**WHAT NEEDS TO BE DONE**.
Could you give these lines again, changing "jacket sleeve" to "coat sleeve" and leaving everything else as it is?

Entries from a dataset:
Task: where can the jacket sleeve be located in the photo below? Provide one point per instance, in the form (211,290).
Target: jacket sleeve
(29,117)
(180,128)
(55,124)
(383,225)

**RIGHT ANSWER**.
Task: where can the coat sleeve be located in the photo below? Provide one point per instance, in the form (211,290).
Target: coat sleeve
(29,117)
(180,128)
(55,124)
(383,225)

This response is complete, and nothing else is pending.